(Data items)
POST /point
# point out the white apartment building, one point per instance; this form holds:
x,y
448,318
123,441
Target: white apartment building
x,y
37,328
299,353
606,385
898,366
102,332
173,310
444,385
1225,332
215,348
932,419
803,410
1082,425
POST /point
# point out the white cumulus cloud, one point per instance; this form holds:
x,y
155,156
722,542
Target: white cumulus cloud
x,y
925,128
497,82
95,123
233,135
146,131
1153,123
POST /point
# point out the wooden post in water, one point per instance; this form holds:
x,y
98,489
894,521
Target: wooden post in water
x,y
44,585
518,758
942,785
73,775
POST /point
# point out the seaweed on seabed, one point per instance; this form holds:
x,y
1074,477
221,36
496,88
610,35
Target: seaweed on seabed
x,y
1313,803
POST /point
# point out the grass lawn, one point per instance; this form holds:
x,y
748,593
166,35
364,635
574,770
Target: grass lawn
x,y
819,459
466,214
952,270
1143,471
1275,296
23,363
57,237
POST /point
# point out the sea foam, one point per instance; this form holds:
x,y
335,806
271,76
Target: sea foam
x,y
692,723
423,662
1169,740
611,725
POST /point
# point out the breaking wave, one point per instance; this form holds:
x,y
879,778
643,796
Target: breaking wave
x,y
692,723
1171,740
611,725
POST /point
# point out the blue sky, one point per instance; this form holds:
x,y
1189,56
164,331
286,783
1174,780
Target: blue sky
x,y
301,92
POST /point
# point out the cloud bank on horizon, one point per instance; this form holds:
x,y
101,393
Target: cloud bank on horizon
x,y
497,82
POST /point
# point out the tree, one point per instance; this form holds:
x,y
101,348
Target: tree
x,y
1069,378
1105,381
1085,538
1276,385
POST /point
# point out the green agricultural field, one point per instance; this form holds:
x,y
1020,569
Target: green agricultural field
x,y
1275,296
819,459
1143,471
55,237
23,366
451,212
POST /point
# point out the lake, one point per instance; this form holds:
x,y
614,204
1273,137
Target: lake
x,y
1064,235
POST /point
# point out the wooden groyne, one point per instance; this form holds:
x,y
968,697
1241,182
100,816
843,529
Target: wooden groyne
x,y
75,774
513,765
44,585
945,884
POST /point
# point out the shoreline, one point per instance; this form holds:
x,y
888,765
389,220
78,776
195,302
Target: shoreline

SET EXERCISE | How many lines in the items above contain the string "wave"? Matching is case-sensitive; reply with the number alone.

RESPONSE TO THIS EXERCISE | 2